(BRIEF)
Please count the lines in the data below that contain the word "window". Reply with the number alone.

(EXTRACTED INFORMATION)

────────────────────

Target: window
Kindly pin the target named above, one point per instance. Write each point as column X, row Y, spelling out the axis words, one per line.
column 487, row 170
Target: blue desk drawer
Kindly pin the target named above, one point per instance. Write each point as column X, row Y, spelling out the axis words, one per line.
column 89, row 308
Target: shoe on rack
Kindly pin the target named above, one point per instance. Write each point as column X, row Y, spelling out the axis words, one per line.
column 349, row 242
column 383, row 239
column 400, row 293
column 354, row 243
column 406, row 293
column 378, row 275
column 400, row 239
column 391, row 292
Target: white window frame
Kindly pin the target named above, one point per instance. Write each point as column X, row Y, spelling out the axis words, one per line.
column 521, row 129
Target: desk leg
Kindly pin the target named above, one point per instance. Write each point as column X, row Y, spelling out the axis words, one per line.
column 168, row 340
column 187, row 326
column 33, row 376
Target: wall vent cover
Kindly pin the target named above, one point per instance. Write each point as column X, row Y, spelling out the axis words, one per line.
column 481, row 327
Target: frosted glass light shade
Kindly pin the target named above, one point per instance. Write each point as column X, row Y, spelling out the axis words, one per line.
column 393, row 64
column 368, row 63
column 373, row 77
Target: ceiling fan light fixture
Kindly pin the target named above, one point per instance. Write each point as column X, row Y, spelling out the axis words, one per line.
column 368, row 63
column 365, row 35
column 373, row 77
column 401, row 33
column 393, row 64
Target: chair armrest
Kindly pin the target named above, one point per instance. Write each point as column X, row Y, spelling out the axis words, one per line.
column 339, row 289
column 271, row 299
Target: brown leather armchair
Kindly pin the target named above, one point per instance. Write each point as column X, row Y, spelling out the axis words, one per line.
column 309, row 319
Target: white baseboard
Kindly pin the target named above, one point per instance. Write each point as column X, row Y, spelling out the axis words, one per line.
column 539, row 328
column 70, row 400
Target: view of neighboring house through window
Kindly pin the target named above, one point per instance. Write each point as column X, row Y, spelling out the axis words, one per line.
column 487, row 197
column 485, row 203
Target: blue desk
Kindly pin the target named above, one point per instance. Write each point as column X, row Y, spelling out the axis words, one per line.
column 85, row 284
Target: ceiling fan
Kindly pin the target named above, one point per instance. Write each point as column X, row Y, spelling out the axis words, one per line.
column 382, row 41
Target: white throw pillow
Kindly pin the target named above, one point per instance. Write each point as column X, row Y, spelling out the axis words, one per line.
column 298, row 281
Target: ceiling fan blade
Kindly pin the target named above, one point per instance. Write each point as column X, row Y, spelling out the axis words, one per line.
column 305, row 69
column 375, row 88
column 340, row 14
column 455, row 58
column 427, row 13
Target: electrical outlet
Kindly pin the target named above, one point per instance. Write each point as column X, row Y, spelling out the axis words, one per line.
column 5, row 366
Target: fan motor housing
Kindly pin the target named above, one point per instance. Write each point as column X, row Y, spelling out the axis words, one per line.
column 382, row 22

────────────────────

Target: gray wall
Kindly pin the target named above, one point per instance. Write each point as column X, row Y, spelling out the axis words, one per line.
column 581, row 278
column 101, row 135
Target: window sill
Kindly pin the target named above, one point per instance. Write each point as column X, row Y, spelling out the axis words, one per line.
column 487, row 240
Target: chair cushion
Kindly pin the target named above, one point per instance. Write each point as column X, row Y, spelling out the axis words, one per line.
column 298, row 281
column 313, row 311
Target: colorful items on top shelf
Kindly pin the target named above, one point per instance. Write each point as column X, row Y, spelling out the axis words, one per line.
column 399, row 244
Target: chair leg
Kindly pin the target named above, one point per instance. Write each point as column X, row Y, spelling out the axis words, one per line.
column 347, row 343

────────────────────

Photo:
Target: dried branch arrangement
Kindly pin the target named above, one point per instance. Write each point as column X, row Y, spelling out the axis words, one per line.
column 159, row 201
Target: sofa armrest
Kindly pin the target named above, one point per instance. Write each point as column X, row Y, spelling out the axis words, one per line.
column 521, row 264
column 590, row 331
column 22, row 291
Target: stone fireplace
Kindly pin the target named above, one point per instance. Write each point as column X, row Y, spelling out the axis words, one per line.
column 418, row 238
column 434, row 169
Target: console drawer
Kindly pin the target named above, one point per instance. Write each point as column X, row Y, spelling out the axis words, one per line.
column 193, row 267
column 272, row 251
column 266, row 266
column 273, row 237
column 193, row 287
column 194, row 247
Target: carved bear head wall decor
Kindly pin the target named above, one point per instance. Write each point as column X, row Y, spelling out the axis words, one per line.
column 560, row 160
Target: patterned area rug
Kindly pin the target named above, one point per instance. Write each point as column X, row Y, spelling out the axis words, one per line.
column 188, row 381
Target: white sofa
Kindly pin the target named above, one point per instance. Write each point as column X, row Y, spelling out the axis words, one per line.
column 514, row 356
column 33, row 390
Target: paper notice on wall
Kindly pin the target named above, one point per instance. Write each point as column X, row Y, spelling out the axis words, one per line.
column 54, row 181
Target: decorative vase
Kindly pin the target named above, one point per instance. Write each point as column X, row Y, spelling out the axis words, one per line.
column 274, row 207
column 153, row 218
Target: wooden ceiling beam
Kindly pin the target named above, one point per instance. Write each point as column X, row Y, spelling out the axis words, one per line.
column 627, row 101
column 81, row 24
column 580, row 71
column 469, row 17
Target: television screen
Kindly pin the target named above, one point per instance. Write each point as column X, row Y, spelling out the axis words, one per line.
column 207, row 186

────────────────────

(OUTPUT FOR THIS EXERCISE)
4